(Short exercise): Filter the lines below, keeping only each line that contains the string "painted", copied unchanged and in their original order.
....
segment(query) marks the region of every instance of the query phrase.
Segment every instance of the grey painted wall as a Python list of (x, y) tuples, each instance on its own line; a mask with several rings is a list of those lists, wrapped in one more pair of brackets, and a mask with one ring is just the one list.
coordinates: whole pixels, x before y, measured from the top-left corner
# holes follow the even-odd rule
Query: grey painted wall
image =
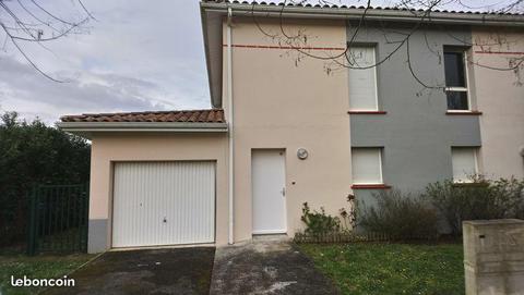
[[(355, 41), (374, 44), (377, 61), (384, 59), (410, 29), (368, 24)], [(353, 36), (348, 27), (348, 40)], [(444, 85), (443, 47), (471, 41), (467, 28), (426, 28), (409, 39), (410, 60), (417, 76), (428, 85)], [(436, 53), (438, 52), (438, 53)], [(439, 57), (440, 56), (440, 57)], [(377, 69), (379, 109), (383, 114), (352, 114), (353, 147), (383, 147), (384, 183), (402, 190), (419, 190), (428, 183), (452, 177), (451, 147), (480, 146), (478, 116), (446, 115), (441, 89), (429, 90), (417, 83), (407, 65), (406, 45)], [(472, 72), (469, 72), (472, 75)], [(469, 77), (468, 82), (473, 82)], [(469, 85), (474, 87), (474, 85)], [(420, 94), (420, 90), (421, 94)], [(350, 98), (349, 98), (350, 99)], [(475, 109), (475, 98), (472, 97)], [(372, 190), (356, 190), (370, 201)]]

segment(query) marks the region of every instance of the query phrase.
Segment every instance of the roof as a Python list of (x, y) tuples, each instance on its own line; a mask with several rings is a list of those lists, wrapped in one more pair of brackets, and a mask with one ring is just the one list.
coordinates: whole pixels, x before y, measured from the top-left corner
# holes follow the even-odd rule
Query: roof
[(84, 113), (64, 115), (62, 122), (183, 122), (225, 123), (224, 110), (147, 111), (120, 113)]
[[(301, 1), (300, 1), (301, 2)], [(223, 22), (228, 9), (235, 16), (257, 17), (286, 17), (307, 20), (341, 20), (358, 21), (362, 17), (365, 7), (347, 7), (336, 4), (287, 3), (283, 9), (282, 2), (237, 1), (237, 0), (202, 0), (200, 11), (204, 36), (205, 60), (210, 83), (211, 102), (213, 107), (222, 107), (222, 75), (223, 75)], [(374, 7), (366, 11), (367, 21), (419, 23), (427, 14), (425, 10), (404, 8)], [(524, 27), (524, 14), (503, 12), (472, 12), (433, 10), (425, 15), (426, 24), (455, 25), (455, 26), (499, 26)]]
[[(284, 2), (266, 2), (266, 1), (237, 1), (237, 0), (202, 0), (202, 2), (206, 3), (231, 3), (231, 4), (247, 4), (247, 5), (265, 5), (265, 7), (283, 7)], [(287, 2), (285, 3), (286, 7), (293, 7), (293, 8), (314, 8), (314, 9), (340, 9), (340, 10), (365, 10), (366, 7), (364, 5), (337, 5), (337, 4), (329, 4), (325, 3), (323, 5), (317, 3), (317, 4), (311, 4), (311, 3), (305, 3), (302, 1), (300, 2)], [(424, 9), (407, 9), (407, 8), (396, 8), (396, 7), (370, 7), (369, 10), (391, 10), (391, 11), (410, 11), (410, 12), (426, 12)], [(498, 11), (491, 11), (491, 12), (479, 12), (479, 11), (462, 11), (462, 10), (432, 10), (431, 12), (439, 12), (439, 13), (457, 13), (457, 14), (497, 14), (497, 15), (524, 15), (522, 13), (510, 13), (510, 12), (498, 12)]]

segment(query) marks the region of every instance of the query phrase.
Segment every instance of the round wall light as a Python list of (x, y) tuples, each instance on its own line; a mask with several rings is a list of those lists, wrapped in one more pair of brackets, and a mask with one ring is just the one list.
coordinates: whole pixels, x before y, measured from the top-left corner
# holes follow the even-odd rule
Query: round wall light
....
(Response below):
Segment every instance of the grey painted wall as a Python list of (x, y) tuples, each instance on its own line; a mask with several rings is a list of those lists, wrapped in one more pair of brackets, and a mask with one ring is just the one list.
Query: grey painted wall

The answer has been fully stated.